■ **Activity**: In the research profile, what kind of data is used to study how tropical forest canopy structure responds to seasonal dry periods and anomalous droughts?

■ **Exercise passage**:

Current Position: Research associate at Michigan State University
PhD, University of Arizona, Department of Ecology and Evolutionary Biology. 2016
I explore how environmental variations in temperature and precipitation affect tropical forest canopy structure, and how this, in turn, affects forest function. Characterising how climatic variations affect forest structure and function is particularly important in tropical forests, which are globally important carbon stores that have already shown vulnerability to climate change. The future of tropical forest carbon stocks is highly uncertain, with plant physiological responses representing the largest source of model uncertainties. As such, my research comprises empirical investigations into how tropical forests will respond to high temperatures and drought. My study sites include the tropical forest biome at Biosphere 2 (B2) and natural sites in the eastern Brazilian Amazon.
I am investigating how tropical forest canopy structure responds to seasonal dry periods and anomalous droughts on seasonal and interannual timescales, using data from ground-based LiDAR (Light Detection and Ranging). Combining long-term LiDAR measurements with tree inventory data provides a way to identify the mechanisms (i.e., changes in leaf area and/or woody biomass) responsible for structural changes associated with drought-induced disturbances and subsequent periods of forest recovery.
To understand the response of tropical forests to high temperatures, I am comparing the temperature response of gross ecosystem productivity in an experimentally warmed forest—the B2 tropical forest biome—with natural tropical forests using eddy-covariance data.

■ **Dataset records**:

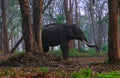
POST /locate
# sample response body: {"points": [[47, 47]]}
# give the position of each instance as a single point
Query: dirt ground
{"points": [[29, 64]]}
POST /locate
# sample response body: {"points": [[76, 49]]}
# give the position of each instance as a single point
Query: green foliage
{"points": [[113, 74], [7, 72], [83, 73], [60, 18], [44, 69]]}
...
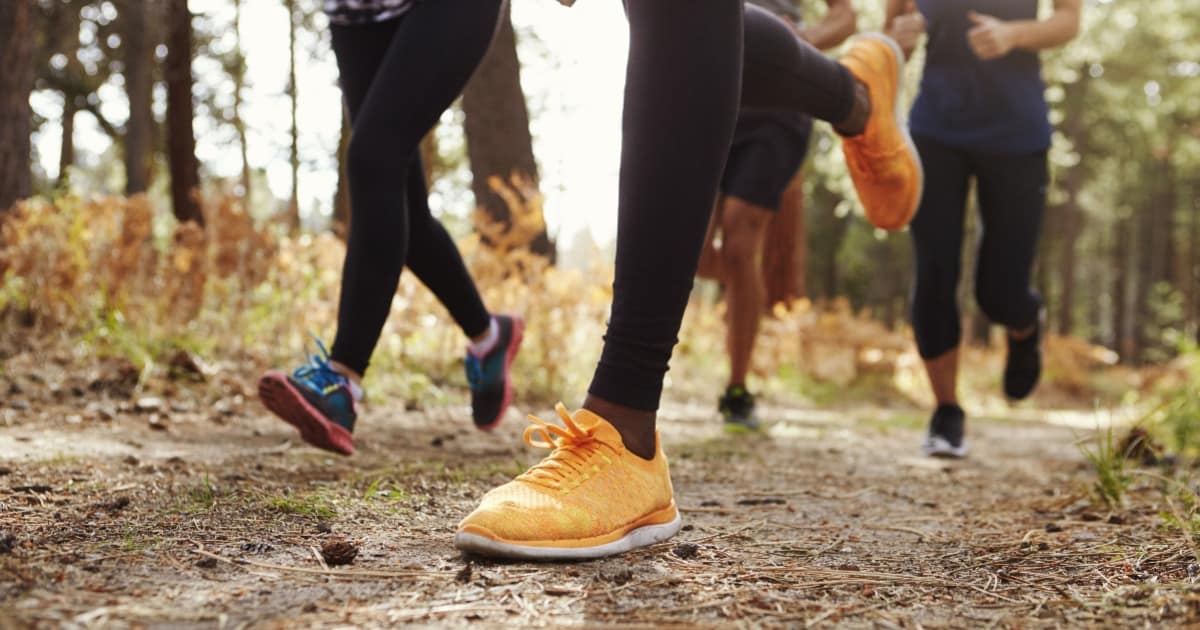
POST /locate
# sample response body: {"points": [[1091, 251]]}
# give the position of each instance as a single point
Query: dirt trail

■ **Output**: Data from ground-based LiDAR (Light Detection and Ranging).